> _Records drawn from a dataset_
╭──
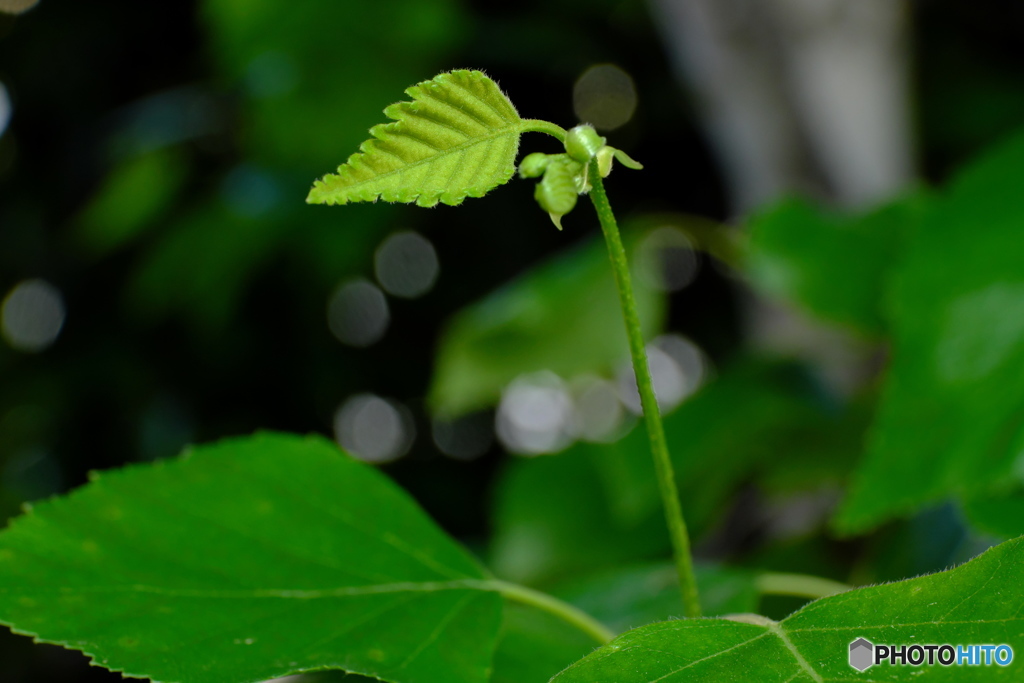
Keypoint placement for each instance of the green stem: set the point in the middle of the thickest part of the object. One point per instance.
(799, 585)
(652, 417)
(539, 126)
(553, 605)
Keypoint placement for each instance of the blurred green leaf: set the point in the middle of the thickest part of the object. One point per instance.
(754, 418)
(975, 603)
(534, 645)
(132, 200)
(274, 541)
(999, 515)
(836, 265)
(311, 93)
(597, 505)
(562, 316)
(552, 519)
(949, 422)
(201, 267)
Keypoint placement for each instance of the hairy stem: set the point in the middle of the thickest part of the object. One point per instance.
(799, 585)
(553, 605)
(651, 415)
(540, 126)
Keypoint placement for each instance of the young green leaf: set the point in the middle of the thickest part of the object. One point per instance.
(457, 138)
(246, 560)
(978, 602)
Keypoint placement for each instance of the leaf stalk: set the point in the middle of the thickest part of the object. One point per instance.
(651, 414)
(553, 605)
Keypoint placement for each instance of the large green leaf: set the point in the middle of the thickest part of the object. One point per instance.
(457, 138)
(246, 560)
(836, 265)
(563, 316)
(535, 645)
(624, 598)
(950, 419)
(978, 602)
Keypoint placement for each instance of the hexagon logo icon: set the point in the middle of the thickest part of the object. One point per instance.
(861, 654)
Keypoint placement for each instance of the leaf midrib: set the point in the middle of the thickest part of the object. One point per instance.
(297, 594)
(516, 129)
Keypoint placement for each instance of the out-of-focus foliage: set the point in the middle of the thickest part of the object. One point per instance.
(561, 316)
(837, 265)
(596, 505)
(949, 417)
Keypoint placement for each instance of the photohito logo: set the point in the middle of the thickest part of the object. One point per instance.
(864, 654)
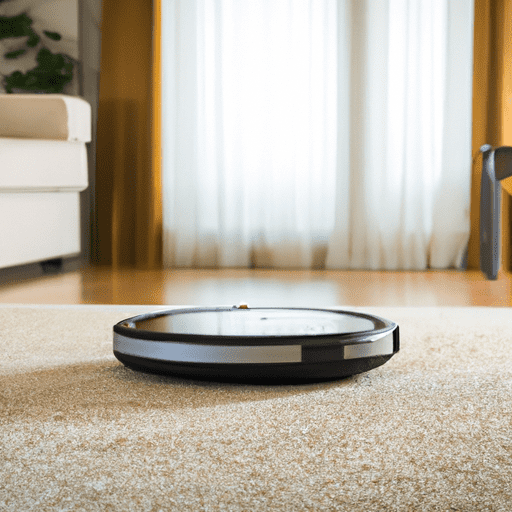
╰──
> _ACTION ITEM_
Repeat, exactly and in full, every entry in the data, but not the pictures.

> _TASK ANSWER_
Keypoint placement for each instance of the green stem: set the point in the middle of the thickest part of the object. One point per instance.
(799, 585)
(652, 417)
(539, 126)
(553, 605)
Keypoint placement for each instance of the blurred green leaf: set the point in the middle of the thickest part of the object. One point per instance.
(754, 418)
(975, 603)
(534, 645)
(132, 200)
(274, 541)
(999, 515)
(836, 265)
(311, 93)
(597, 505)
(562, 316)
(552, 519)
(949, 422)
(201, 267)
Keypoint placement for each instance of the hairy stem: set the point in the middle of the thickest part of the object. One point per instance.
(799, 585)
(553, 605)
(651, 415)
(540, 126)
Keypoint placement for each instance of the young green leaf: set the point in the middle of the thickest part of the object. One point per instance.
(457, 138)
(246, 560)
(978, 602)
Keypoint placement for each instance of the leaf stalk: set the point in the middle of the thickest part of the object. One point per instance.
(651, 414)
(553, 605)
Keypoint placement for each instance of the large green leaf: set the point in the middle of the thickest part of the object. One point per instance.
(457, 138)
(246, 560)
(836, 265)
(563, 316)
(535, 645)
(624, 598)
(950, 419)
(978, 602)
Keypoint placement for each instance of the hexagon logo icon: set the point in the middle of the thickest part of the object. One point per instance.
(861, 654)
Keypoint placement for each instance of the leaf midrib: set the point in the middle of the thickest part of the object. One point per instance.
(297, 594)
(516, 129)
Keypoint placement for each instance of the out-of-focus foliage: set the point in the middle of the thickest part of the object. One point per instance.
(561, 316)
(837, 265)
(596, 505)
(949, 417)
Keypoint placement for each instance of the photohito logo: set the point in the middle of the thickest part of the object. One point per instance.
(864, 654)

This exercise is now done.